> _THE PROBLEM_
What is needed is an exact copy of every record.
START EXTRACTED INFORMATION
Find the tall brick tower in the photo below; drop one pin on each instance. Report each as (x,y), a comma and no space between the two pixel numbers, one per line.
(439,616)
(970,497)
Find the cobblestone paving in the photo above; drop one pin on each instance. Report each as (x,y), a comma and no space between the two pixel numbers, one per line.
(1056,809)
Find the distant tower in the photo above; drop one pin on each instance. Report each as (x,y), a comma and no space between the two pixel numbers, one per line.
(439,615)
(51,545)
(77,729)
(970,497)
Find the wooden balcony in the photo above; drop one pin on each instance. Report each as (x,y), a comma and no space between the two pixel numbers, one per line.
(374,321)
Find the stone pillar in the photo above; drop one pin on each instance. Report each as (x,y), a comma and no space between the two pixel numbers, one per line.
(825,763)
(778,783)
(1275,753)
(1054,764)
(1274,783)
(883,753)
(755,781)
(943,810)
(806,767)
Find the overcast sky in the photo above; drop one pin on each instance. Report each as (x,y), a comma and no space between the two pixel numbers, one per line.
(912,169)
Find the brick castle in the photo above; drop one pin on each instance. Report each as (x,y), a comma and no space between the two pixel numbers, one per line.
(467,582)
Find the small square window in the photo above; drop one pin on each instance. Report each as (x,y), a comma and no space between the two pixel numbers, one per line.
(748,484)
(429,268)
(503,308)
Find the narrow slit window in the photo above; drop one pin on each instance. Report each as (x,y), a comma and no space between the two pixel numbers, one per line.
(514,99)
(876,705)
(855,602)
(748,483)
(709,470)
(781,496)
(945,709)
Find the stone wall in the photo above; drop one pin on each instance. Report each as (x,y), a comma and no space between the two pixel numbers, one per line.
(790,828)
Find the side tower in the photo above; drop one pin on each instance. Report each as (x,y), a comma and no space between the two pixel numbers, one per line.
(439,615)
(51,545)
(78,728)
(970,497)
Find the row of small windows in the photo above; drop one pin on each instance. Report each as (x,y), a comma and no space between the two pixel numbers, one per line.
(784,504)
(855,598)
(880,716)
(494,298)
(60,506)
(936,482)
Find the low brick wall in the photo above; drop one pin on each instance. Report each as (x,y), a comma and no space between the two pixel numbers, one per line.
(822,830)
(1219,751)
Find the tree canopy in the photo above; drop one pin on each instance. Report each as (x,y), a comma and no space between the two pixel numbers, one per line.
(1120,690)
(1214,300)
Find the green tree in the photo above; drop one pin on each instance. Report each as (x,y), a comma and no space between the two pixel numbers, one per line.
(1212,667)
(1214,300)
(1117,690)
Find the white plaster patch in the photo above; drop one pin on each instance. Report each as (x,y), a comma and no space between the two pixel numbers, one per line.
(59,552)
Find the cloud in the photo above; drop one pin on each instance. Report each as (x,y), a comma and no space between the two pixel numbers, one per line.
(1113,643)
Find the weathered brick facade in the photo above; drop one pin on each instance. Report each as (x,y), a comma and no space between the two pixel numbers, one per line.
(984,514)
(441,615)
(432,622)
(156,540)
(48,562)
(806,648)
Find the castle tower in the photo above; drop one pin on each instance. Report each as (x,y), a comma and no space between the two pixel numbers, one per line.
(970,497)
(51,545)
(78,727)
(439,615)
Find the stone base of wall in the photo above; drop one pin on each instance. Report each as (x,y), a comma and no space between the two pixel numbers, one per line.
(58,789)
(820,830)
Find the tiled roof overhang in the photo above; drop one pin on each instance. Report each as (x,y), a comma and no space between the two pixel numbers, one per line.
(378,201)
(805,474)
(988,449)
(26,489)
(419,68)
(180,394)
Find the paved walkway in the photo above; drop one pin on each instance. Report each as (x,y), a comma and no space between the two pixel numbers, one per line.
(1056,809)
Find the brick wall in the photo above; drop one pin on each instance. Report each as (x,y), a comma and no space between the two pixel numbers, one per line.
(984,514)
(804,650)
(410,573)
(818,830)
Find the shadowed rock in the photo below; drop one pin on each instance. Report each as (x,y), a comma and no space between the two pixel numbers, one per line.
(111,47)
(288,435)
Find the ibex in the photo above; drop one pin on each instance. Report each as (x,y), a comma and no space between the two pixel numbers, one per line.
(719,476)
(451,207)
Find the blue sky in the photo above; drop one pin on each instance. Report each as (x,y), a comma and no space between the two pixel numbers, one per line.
END EXTRACTED INFORMATION
> _TASK RESPONSE_
Find the tall brick tower in the photo below; drop one pin on each instance. Report each as (x,y), a comma and no space between the two pixel numbers, one per line.
(439,616)
(970,497)
Find the cobblestone paving in the photo above; drop one pin on each instance. Report each as (x,y), a comma and no space between the two pixel numbers, one per line.
(1056,809)
Find the distant tower in the photo above; drop one pin on each instance. Report each as (x,y), a comma and no space between the two pixel numbers, one per line.
(439,615)
(51,545)
(77,729)
(970,497)
Find the wooden balcony in the photo above; drop one pin on each instance. Report each as (x,y), a comma and no space between the two pixel numbers, one per line.
(374,321)
Find the stone pillar in the photo above; drop one pin on each instance. Report each as (x,y), a comma and no space between the two pixel numbers, one per line.
(825,763)
(778,783)
(1275,753)
(1054,764)
(1274,783)
(883,753)
(755,781)
(943,810)
(806,767)
Find the overcast sky in the photo above; drop one pin on each instance. Report each as (x,y), a comma and no space between the two pixel numbers, one per line.
(912,169)
Find the brick castle in the photo above; drop one pin on each instance. Report each as (x,y), a comma and no space between the two pixel numbers, one per line.
(467,582)
Find the small square window in the photo above; drop one pin on each instance. Report each as (x,y), a comma and no space between the two pixel numbers, one per line.
(748,484)
(429,268)
(503,308)
Find the narrow slit window in the photo above; drop one pin on each instance. Report each as (x,y), a comma and no space between the two pixel numbers, one per line.
(514,99)
(876,705)
(855,602)
(748,483)
(709,470)
(781,496)
(945,709)
Find the stone wall in the photo above; drop one pin on each instance. Report each as (x,y), a comma and no space between the two pixel numbers, one per line.
(790,828)
Find the side tower in the photo above; drop one pin on each instance. Report each as (x,y), a comma and no space between the two pixel numbers, one per line.
(439,615)
(51,545)
(78,728)
(970,497)
Find the row of small windows in the photo above; drop one pin on each instance. Report each as (x,y), a comma and no space between the two pixel numbers, one per line.
(784,504)
(855,598)
(880,716)
(494,298)
(60,506)
(936,482)
Find the low brick wall in the photo above; drop one pin on each instance. Report each as (x,y), a comma and no space between the two pixel numbers, one per line.
(822,830)
(1219,751)
Find the tree canopy in the photo above; drop one pin on each instance. Report each as (x,y), a comma and no space between the two pixel numbers, one per line.
(1120,690)
(1214,300)
Find the green tree in the photo above; drop one pin on each instance. Report each as (x,y), a comma and no space between the two pixel numbers, one per line.
(1212,667)
(1214,300)
(1117,690)
Find the white plaster patch in the photo above; drop one pin on each instance. Report each as (x,y), a comma and no space between the two pixel numbers, one per line.
(59,552)
Find the cloud in the photo above; drop one pin on each instance. Report each as (x,y), a comma and no space between the two pixel numbers, one per line.
(1113,643)
Find the weathered brick facade in the photo above; drop one pin on each instance. Report each as (x,y), a comma and no space between the two pixel numbers, one per line.
(984,514)
(441,615)
(432,622)
(156,540)
(48,562)
(806,648)
Find the castle tower in the photo above; drop one pin on each instance. Report each as (x,y), a comma and no space between the two pixel numbers, one per line.
(970,497)
(51,545)
(78,727)
(439,615)
Find the stone base of wall in the photo above; drop one pin on each instance. Report each as (x,y), a comma and no space between the two pixel numbers, one per line.
(58,789)
(820,830)
Find the tiled roof overhang in the photo above; drop one pin on each instance. Report each as (x,y), a comma and no space between the two pixel numbers, one per line.
(378,201)
(805,474)
(988,449)
(26,489)
(419,68)
(180,394)
Find the paved walkway in the photo above; drop one pin on each instance. Report each as (x,y), a comma and no space between the two pixel numbers, one per line.
(1056,809)
Find the brick wall in the photo above; drop one pin on each instance. Report each as (x,y), a comma and no space between the two pixel numbers, one per line.
(984,514)
(804,650)
(410,573)
(818,830)
Find the shadowed rock in the photo below; drop one pin on each instance. Report each as (x,y), a comma and no space between the two pixel numbers, one per line.
(111,47)
(288,435)
Find the ibex in the photo above; drop one pin on each instance. Report each as (x,y), a comma and no space between the two pixel numbers, one per line.
(719,476)
(451,207)
Find the blue sky in the photo above; drop one pin on each instance. Report each as (x,y), a comma and no space between the two pixel numbers, one per line.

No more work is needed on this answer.